## [MATERIAL TO PROCESS]
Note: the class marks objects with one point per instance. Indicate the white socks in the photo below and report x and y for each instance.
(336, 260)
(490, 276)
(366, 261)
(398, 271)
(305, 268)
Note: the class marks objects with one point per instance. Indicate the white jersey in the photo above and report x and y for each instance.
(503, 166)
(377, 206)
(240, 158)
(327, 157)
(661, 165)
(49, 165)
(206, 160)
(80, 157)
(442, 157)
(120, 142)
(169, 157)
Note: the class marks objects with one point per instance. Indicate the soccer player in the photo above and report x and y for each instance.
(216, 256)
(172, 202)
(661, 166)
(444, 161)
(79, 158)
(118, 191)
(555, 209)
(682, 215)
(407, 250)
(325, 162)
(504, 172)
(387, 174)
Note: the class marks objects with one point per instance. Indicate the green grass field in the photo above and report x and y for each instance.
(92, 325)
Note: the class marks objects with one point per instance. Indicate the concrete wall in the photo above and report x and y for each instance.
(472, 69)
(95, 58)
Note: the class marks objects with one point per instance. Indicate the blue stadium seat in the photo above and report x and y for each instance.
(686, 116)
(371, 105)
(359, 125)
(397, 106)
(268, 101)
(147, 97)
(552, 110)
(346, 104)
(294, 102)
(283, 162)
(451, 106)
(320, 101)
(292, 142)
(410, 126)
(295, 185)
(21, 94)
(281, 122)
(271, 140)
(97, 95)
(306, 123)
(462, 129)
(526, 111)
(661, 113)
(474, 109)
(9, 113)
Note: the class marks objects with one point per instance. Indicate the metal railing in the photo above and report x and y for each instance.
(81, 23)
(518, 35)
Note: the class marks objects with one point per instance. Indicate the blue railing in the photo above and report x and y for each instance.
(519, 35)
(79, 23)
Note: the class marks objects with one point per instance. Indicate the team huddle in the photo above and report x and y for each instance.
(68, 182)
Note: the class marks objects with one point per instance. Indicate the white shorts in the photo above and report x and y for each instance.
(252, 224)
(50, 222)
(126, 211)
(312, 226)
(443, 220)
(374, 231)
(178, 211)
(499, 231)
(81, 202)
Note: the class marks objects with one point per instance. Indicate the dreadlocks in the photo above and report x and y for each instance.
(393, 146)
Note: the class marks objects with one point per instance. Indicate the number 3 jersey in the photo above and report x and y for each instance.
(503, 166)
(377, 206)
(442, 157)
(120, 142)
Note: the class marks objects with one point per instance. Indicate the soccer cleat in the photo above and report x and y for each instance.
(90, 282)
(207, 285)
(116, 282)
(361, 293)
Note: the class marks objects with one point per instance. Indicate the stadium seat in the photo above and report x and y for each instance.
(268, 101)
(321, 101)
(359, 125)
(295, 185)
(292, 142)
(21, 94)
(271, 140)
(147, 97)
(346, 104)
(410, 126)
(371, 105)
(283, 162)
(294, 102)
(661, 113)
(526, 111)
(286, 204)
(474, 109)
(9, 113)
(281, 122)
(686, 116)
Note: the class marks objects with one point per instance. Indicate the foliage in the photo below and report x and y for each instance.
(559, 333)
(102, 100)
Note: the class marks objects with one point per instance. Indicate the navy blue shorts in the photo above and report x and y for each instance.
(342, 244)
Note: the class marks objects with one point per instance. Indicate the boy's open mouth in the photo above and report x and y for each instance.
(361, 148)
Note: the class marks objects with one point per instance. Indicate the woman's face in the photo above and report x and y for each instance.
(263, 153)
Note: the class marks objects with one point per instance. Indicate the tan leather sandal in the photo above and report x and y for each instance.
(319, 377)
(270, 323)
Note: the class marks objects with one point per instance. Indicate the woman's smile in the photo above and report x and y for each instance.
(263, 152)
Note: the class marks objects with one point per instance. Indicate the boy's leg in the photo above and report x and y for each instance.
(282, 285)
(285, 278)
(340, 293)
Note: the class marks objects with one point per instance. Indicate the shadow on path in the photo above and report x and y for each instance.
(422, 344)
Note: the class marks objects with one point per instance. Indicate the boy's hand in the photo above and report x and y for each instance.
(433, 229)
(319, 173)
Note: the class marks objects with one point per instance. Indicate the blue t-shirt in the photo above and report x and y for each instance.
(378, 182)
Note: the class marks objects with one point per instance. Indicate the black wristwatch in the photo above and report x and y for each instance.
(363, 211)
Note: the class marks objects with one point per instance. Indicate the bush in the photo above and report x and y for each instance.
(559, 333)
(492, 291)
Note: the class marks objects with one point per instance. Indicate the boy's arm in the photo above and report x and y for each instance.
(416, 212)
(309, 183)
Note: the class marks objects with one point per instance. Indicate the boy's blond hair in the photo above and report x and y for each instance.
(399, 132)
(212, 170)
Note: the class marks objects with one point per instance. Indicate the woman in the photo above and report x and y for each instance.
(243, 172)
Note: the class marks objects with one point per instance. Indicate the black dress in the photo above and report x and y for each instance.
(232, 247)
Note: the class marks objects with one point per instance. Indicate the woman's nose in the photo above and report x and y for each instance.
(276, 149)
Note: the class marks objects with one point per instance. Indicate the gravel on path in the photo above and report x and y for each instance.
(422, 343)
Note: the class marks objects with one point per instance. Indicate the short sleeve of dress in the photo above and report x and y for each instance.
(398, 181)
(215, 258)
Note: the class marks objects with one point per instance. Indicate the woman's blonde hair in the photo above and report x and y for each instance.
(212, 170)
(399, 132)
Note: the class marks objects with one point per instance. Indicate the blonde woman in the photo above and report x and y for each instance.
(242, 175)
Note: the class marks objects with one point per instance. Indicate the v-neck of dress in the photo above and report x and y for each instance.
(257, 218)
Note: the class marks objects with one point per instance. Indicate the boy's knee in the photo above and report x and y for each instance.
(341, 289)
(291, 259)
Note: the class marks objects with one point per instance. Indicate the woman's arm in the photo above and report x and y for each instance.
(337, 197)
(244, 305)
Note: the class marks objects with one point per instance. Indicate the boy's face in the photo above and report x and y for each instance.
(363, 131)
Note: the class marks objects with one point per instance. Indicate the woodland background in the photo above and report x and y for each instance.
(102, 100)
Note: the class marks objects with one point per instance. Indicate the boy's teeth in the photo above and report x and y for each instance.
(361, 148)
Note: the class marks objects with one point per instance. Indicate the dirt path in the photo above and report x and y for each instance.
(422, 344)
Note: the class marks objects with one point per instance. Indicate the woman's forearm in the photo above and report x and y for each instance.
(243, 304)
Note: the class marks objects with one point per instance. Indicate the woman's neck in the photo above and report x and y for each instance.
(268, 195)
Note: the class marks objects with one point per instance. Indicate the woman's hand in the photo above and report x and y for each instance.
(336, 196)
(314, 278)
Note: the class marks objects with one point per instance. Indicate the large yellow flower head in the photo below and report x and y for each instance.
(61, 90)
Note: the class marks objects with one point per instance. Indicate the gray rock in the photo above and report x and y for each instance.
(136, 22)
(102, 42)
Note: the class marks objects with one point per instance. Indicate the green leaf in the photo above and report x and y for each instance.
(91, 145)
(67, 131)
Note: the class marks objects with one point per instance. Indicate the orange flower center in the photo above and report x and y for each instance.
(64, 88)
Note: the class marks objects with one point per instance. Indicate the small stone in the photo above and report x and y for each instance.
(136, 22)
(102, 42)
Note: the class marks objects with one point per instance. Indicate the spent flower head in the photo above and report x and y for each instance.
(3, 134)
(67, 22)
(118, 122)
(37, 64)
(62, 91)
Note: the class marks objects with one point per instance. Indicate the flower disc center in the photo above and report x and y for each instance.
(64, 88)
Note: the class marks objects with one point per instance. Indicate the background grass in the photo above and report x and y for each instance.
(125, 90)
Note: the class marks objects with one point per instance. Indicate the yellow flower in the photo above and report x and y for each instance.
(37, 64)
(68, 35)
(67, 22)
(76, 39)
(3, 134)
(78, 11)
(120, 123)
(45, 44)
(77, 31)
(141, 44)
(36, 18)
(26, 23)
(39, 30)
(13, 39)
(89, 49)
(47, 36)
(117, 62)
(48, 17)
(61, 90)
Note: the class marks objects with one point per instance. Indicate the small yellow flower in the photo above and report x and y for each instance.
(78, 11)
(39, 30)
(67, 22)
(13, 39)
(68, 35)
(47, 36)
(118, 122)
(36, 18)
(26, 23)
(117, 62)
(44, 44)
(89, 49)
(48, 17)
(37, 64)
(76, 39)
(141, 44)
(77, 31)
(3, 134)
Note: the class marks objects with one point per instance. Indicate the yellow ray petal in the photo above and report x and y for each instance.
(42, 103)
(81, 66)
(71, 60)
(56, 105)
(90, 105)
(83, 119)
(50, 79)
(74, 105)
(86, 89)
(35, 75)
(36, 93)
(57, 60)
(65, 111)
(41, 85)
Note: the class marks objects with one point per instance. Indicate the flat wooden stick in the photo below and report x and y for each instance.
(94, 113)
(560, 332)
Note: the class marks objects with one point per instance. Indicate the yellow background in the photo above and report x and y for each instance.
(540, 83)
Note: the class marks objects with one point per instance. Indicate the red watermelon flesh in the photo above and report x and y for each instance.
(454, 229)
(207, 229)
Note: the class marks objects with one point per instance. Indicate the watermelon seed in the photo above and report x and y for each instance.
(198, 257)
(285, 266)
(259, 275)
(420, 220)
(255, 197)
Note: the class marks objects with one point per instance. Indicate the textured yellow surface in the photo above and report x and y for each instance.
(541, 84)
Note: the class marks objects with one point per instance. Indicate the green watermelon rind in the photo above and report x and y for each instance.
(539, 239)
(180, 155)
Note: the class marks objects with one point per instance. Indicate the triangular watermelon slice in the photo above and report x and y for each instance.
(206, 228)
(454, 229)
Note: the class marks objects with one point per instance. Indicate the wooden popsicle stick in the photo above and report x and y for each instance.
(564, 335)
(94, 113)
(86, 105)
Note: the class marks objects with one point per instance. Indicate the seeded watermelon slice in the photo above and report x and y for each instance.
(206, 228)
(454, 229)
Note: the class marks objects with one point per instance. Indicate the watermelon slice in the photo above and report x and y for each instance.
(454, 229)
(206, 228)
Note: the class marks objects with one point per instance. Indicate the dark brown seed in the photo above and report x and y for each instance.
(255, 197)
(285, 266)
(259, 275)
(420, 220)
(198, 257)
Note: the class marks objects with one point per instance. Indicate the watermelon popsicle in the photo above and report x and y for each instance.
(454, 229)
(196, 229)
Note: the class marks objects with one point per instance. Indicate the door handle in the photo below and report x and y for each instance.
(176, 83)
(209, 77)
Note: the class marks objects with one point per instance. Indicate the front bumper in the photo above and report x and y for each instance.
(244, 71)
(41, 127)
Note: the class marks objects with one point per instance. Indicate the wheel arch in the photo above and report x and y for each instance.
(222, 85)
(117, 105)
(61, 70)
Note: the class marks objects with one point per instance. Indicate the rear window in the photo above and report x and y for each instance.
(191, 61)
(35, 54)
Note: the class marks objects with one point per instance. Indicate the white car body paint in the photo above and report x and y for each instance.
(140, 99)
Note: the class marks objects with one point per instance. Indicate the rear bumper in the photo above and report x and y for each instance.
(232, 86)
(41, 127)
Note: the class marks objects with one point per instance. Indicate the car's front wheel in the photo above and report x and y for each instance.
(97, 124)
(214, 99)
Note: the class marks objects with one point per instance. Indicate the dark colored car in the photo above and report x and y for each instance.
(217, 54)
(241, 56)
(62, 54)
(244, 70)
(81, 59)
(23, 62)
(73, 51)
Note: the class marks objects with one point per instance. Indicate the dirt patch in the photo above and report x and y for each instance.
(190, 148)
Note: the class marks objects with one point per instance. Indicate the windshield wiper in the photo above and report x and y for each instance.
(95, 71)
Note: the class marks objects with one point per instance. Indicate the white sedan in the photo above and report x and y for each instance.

## [SHORT TASK]
Emit verbatim the lines running from the one with "the rear bumper" through the last line of the data, both endpoints inclusive.

## [RESPONSE BELOW]
Note: the class marks objects with one point per instance. Indicate the rear bumper in the photo above and report x and y for each instance.
(232, 86)
(41, 127)
Note: the class marks objects with one point per instance. Indicate the car's front wheel in the photo above and report x and y for each instance.
(97, 124)
(214, 99)
Note: the class marks objects with one point per instance. Indicate the dark colored car in the photo above and report x and y for each instance.
(217, 54)
(241, 56)
(62, 54)
(244, 70)
(81, 59)
(23, 62)
(73, 51)
Note: the class marks objects with one point per instance. Indicate the dirt patch in the photo above and report x and y for each instance.
(190, 148)
Note: the class marks objects with one point per instance. Indicate the windshield wiper in the photo above and report x and y for each instance.
(95, 71)
Note: the class marks objects with one point per instance. Indicate the white sedan in the photo above and report x and y for each instance.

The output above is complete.